A diretriz da Justiça
do Trabalho era de que a relação jurídica deveria ser regida pelas leis
vigentes no país da prestação de serviço, conforme previsto no Enunciado de
Súmula nº 207/TST, que foi cancelado pelo Tribunal Superior do Trabalho em
abril deste ano, com base no voto de relatoria da vice-presidente, ministra
Maria Cristina Peduzzi, no processo RR-219000-93.2000.5.01.0019.
A súmula, editada em
1985, adotava o princípio da lex loci executionis que diz ser a relação
jurídica trabalhista regida pelas leis vigentes no país da prestação de serviço
e não por aquelas do local da contratação. Mas o Tribunal há muito vinha
estendendo a todas as categorias profissionais a aplicação da Lei nº 7.064/1982
que garantia somente aos empregados de empresas de engenharia no exterior, o
direito à norma trabalhista mais benéfica (seja do país de contratação ou de
prestação de serviço).

| Registros salvos |

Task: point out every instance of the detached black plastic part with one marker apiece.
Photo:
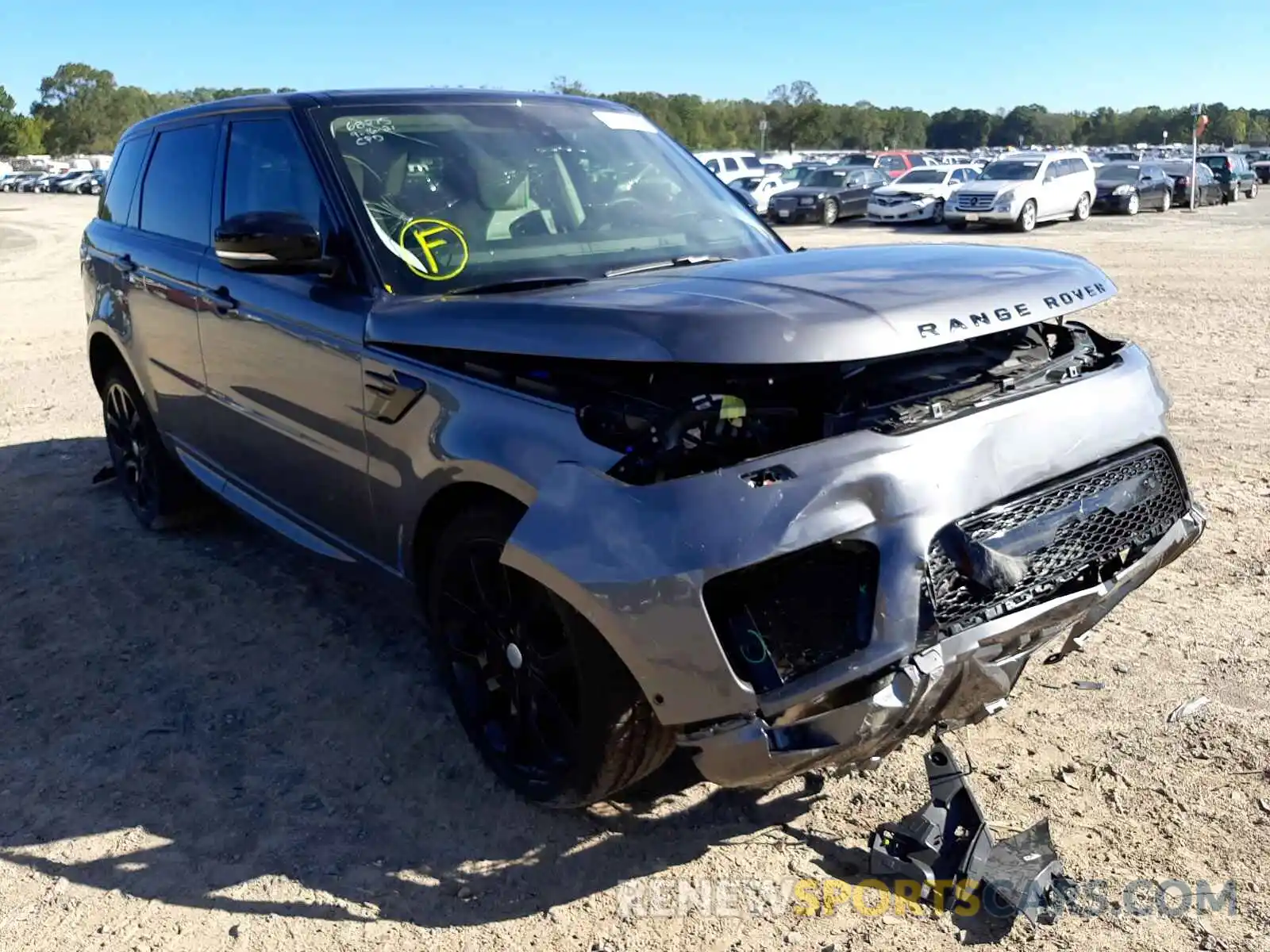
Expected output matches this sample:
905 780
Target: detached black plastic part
948 847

| TAREFA 1 |
Responda, com base no texto sobre a Súmula nº 207/TST:
(a) Em que ano a súmula foi editada?
(b) Quem foi a relatora cujo voto serviu de base ao cancelamento da súmula?
(c) A que empregados a Lei nº 7.064/1982 garantia o direito à norma trabalhista mais benéfica?
| TAREFA 2 |
Relacione todos os atos normativos e processos identificados por número no texto sobre a Súmula nº 207/TST.
| TAREFA 3 |
Reproduza o trecho do texto sobre a Súmula nº 207/TST situado entre "A diretriz da" e "prestação de serviço).", inclusive.
Os dados não têm qualquer papel nesta atividade.

| RESPOSTA ESPERADA 1 |
(a) Em 1985.
(b) A vice-presidente, ministra Maria Cristina Peduzzi.
(c) Aos empregados de empresas de engenharia no exterior.

| RESPOSTA ESPERADA 2 |
Enunciado de Súmula nº 207/TST
Lei nº 7.064/1982
Processo RR-219000-93.2000.5.01.0019

| RESPOSTA ESPERADA 3 |
A diretriz da Justiça
do Trabalho era de que a relação jurídica deveria ser regida pelas leis
vigentes no país da prestação de serviço, conforme previsto no Enunciado de
Súmula nº 207/TST, que foi cancelado pelo Tribunal Superior do Trabalho em
abril deste ano, com base no voto de relatoria da vice-presidente, ministra
Maria Cristina Peduzzi, no processo RR-219000-93.2000.5.01.0019.
A súmula, editada em
1985, adotava o princípio da lex loci executionis que diz ser a relação
jurídica trabalhista regida pelas leis vigentes no país da prestação de serviço
e não por aquelas do local da contratação. Mas o Tribunal há muito vinha
estendendo a todas as categorias profissionais a aplicação da Lei nº 7.064/1982
que garantia somente aos empregados de empresas de engenharia no exterior, o
direito à norma trabalhista mais benéfica (seja do país de contratação ou de
prestação de serviço).